* DATASET CONTENT:

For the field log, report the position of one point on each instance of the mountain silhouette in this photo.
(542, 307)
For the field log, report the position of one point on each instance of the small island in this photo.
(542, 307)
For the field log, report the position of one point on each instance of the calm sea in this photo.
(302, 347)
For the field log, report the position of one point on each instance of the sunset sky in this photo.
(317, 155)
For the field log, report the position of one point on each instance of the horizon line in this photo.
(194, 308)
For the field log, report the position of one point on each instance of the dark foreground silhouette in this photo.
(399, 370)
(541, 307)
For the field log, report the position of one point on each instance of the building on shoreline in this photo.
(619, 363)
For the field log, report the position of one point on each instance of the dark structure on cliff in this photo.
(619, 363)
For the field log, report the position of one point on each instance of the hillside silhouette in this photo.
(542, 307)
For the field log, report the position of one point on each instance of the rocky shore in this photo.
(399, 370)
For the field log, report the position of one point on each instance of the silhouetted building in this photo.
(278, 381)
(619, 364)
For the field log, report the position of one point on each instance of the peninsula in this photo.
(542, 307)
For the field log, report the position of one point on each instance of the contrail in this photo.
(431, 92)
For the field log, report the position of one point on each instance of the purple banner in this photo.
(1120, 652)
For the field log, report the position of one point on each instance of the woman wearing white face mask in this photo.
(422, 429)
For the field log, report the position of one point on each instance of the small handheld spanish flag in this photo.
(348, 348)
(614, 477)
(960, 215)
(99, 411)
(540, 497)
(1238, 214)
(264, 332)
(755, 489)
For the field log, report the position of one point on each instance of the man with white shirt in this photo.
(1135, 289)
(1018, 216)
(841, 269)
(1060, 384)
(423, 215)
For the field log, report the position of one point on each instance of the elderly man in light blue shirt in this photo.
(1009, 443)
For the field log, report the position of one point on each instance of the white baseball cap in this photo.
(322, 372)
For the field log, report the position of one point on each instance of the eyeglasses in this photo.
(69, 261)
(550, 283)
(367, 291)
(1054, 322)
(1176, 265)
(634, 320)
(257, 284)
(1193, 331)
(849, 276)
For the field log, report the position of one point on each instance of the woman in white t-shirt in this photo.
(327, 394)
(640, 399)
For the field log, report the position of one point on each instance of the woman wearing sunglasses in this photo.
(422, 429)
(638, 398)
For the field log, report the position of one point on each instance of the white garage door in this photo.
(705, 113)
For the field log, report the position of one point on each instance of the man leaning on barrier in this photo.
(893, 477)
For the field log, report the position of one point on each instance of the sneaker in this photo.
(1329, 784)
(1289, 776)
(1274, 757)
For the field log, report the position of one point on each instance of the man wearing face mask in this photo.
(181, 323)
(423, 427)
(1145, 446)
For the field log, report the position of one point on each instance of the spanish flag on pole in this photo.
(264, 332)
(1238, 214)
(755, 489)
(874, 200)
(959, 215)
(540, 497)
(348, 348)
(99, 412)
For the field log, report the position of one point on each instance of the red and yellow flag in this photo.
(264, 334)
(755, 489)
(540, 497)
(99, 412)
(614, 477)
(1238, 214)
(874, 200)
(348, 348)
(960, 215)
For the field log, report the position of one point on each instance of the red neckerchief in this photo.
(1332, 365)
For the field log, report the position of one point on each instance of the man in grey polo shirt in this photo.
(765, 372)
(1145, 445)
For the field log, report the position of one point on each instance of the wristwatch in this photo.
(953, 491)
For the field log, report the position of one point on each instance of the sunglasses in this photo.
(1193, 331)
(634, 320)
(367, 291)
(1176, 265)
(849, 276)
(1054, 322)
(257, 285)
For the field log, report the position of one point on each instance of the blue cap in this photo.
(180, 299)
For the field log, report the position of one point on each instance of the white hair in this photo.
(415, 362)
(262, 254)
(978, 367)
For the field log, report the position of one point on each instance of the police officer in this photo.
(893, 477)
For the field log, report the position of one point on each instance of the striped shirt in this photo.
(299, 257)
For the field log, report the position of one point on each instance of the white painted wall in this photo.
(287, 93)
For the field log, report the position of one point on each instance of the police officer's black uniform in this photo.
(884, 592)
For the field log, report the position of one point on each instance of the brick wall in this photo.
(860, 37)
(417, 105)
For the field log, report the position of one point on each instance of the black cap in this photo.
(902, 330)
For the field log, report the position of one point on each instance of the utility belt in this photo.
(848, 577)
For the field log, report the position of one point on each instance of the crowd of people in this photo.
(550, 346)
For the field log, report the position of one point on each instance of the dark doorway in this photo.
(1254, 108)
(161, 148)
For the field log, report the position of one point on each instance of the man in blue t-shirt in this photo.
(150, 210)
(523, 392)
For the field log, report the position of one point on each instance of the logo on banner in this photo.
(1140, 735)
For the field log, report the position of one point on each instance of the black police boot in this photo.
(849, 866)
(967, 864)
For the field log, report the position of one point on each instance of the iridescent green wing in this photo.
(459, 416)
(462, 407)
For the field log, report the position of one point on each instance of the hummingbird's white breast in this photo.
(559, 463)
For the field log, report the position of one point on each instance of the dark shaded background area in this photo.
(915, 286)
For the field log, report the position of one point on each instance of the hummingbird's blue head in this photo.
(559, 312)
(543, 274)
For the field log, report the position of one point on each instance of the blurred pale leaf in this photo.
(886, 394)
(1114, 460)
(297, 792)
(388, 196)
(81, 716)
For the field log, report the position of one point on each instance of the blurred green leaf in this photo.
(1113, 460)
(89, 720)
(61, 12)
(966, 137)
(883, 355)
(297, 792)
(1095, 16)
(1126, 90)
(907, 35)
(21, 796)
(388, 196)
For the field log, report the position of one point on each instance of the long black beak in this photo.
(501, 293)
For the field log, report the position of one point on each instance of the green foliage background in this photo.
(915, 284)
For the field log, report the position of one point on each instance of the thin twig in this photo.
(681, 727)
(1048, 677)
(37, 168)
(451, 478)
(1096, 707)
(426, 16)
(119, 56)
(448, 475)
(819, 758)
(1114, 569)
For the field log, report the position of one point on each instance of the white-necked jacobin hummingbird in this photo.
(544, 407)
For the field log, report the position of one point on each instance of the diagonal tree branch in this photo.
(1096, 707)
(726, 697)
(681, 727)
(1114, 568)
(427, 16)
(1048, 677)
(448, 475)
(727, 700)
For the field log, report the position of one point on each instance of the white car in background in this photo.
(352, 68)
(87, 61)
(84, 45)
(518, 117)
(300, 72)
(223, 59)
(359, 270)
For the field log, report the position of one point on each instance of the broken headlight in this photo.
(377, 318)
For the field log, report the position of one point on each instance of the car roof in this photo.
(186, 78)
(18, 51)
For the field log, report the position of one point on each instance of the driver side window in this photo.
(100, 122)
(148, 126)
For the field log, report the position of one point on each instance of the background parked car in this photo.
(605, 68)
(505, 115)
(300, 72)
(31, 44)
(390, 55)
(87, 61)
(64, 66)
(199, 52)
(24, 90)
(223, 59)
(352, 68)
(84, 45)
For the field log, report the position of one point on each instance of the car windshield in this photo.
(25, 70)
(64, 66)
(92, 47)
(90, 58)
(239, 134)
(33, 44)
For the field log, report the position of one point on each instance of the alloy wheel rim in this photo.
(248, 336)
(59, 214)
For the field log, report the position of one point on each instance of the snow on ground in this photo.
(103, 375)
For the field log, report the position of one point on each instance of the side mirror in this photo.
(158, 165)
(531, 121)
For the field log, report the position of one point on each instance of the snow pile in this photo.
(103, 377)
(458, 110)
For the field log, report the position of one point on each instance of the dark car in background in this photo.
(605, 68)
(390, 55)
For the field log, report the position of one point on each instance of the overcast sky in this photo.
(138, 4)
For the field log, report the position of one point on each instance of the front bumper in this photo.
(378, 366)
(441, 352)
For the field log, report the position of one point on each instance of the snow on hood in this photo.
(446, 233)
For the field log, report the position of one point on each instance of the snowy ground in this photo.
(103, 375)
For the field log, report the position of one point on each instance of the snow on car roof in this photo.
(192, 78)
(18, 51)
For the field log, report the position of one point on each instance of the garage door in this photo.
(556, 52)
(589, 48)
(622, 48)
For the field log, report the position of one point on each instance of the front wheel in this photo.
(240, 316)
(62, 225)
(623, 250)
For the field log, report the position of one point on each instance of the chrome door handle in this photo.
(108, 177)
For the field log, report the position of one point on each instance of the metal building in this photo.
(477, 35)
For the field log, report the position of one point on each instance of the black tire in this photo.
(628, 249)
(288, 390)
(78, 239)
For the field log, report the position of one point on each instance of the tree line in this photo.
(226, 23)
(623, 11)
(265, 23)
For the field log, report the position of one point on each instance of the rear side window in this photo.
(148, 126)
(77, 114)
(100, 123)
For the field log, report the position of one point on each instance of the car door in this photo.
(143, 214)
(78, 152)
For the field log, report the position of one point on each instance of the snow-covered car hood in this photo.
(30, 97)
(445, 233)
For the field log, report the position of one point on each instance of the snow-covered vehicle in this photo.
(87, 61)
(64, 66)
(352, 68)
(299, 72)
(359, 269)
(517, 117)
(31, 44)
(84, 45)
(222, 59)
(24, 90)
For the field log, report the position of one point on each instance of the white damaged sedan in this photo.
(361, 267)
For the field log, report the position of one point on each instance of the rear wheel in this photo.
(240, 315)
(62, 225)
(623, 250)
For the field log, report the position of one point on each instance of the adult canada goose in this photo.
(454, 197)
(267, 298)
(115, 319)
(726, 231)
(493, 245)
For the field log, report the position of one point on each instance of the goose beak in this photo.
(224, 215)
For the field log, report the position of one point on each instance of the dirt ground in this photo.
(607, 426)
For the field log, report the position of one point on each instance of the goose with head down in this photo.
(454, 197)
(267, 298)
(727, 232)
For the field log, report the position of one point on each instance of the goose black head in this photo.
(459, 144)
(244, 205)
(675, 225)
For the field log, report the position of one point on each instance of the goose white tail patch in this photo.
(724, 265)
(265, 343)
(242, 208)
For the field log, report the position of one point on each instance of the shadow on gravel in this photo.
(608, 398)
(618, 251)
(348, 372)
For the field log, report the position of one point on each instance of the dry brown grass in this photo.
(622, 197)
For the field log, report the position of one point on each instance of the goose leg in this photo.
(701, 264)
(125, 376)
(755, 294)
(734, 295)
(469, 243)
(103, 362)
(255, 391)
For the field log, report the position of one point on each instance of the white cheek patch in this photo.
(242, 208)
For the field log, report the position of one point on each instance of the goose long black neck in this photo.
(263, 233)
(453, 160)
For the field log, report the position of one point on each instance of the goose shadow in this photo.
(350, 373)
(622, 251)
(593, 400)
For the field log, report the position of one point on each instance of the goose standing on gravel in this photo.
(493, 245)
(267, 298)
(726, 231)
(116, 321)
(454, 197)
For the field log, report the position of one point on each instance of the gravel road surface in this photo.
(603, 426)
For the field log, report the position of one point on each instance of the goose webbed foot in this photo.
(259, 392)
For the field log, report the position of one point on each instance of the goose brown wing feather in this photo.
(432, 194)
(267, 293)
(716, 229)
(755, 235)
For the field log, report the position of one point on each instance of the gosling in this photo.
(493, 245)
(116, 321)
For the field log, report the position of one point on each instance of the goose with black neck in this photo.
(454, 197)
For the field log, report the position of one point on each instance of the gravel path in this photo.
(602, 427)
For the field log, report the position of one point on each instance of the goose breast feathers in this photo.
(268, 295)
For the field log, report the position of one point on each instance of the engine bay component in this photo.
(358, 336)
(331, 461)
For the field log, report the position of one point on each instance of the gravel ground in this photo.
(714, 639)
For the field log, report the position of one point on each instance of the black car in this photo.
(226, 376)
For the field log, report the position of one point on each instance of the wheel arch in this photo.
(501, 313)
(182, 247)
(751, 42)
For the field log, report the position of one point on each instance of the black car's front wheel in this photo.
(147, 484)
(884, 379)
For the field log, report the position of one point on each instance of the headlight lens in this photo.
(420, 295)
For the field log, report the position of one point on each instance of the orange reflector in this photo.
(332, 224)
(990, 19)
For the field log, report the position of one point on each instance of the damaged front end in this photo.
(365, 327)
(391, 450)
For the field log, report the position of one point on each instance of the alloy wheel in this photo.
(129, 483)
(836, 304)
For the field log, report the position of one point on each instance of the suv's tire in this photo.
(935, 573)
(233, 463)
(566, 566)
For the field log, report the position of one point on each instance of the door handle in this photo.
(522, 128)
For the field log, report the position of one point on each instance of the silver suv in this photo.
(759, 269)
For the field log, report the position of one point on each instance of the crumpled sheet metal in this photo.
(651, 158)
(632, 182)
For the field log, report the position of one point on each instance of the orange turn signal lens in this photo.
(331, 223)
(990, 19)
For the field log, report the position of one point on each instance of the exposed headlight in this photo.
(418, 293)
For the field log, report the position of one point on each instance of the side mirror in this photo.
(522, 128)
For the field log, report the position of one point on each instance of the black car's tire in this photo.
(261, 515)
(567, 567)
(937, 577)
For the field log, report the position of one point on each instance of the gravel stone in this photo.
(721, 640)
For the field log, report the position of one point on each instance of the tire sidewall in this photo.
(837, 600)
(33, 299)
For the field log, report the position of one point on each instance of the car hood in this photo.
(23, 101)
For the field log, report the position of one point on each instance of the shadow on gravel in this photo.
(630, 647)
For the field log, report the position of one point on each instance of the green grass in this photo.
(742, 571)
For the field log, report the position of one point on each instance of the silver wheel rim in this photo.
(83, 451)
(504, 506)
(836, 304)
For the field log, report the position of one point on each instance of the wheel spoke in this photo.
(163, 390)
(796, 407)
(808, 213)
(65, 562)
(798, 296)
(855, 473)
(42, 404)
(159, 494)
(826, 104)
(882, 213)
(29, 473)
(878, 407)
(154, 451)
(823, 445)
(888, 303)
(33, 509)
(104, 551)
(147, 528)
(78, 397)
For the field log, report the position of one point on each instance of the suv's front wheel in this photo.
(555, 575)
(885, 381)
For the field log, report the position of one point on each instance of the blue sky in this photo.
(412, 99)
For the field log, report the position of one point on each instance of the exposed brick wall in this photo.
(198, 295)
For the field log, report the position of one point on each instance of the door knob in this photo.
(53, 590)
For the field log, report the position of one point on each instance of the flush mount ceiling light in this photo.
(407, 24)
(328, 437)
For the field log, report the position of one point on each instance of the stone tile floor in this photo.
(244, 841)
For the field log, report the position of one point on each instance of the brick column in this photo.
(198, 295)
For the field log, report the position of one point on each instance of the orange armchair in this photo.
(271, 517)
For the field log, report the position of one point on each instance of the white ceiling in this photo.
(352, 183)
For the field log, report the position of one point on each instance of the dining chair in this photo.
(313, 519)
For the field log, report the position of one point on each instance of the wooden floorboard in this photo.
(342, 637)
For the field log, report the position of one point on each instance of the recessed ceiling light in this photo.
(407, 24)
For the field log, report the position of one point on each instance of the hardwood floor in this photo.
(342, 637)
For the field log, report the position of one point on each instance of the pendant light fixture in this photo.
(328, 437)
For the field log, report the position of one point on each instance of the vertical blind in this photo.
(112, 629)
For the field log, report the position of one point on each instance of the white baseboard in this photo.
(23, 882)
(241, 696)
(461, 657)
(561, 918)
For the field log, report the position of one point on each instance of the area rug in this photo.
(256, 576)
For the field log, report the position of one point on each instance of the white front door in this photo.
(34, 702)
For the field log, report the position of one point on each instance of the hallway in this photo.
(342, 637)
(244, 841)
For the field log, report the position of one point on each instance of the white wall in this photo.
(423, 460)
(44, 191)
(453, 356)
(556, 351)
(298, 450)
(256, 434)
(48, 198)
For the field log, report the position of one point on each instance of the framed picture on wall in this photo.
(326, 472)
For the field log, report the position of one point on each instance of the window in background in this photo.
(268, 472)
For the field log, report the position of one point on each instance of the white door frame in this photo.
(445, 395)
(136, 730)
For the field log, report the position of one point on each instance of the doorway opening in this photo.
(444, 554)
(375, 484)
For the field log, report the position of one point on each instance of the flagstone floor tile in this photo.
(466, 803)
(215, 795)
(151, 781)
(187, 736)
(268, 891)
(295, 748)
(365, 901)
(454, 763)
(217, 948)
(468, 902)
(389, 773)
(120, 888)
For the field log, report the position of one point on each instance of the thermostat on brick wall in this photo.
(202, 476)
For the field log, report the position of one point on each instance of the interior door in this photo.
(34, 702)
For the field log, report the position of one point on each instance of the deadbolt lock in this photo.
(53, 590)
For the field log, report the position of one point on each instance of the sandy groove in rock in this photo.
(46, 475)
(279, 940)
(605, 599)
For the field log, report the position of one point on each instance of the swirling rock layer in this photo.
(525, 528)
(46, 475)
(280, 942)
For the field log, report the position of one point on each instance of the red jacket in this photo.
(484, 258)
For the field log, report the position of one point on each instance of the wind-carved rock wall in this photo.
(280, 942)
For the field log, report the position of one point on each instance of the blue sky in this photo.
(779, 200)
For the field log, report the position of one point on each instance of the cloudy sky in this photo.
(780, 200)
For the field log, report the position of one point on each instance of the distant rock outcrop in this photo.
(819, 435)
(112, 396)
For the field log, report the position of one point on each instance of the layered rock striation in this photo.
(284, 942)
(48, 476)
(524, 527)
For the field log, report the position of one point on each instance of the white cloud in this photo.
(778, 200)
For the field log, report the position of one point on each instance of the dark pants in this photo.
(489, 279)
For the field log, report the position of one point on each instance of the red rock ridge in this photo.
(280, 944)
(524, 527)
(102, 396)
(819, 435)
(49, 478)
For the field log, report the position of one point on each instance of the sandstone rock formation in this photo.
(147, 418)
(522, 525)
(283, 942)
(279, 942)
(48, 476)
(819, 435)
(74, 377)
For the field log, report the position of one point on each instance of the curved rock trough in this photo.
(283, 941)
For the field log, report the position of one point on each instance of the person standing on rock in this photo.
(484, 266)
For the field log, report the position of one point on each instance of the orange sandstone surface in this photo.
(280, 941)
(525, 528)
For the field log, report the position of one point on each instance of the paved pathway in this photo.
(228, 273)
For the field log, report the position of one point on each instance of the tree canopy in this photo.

* PROBLEM REQUIREMENTS: Print the line containing "trough in this photo." and every line after it to the end of the records above, exactly as written, and nothing else.

* CORRECT RESULT:
For the field log, report the position of one point on each instance of the curved rock trough in this photo.
(283, 941)
For the field log, report the position of one point on each instance of the person standing on rock in this photo.
(484, 266)
For the field log, report the position of one point on each instance of the orange sandstone surface in this photo.
(280, 941)
(525, 528)
For the field log, report the position of one point on each instance of the paved pathway in this photo.
(228, 273)
For the field log, report the position of one point on each instance of the tree canopy in this photo.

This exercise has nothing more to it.